Problem description -> Count the lines in the listing below that contain the string "snow", treating uppercase and lowercase as different. Reply with only the number.

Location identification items

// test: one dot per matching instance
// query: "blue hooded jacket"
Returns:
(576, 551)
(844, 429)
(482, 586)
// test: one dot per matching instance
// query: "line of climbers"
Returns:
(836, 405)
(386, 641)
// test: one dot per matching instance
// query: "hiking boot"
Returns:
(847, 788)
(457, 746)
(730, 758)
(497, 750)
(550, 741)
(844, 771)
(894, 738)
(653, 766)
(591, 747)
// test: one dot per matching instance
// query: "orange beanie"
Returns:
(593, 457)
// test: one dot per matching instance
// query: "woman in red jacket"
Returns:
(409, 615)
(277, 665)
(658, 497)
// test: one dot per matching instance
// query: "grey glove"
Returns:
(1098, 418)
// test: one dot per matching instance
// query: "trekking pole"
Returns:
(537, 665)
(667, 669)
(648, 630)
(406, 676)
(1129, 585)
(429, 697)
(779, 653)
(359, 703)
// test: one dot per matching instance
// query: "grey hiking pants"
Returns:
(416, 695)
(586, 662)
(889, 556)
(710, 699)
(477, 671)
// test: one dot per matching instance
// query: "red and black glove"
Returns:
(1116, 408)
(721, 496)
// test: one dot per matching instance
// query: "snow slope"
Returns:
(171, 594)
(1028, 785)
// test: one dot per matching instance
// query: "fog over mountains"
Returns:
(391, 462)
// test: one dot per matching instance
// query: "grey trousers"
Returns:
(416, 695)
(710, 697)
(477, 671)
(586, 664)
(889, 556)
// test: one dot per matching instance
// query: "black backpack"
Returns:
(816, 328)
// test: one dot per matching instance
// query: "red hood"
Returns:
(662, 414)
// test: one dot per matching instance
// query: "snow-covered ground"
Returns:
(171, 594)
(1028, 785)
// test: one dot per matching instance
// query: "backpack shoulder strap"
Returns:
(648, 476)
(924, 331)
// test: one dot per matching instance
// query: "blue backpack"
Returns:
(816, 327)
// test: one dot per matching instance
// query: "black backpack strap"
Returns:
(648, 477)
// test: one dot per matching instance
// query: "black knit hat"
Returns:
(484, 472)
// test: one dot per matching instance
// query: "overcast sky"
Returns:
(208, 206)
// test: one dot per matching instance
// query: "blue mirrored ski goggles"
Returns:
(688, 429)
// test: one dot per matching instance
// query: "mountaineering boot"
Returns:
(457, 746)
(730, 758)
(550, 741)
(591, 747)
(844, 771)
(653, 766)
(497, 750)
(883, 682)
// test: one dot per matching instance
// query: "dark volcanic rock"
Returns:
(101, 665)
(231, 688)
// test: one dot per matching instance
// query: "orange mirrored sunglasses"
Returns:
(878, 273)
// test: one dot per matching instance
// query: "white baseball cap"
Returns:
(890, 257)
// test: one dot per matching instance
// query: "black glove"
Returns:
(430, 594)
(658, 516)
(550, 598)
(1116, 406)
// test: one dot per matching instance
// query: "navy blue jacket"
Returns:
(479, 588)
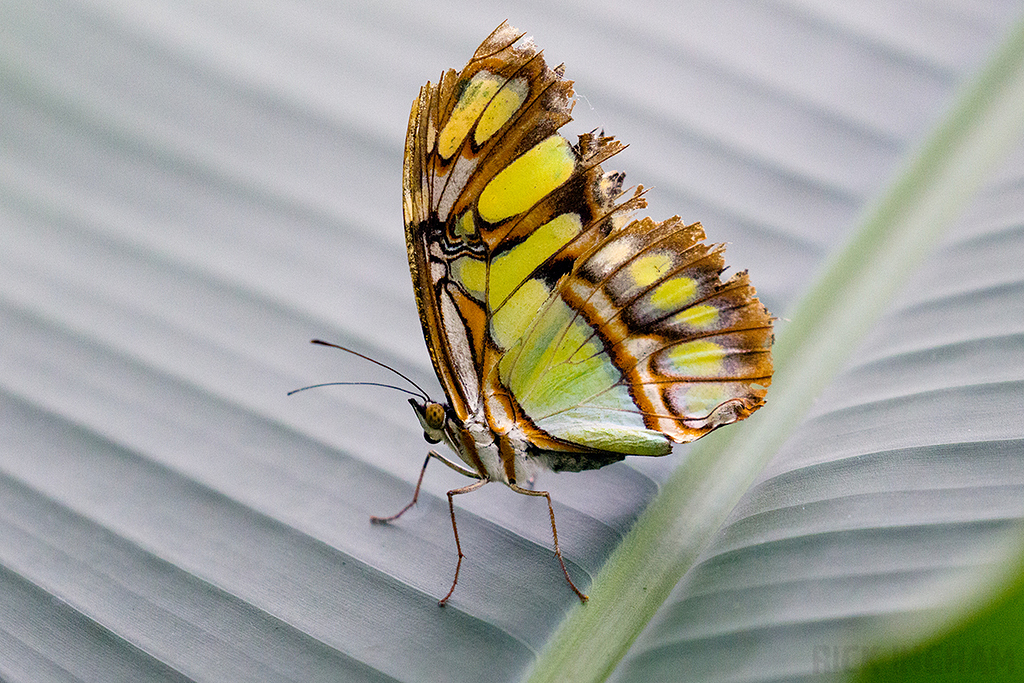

Written answer -> 2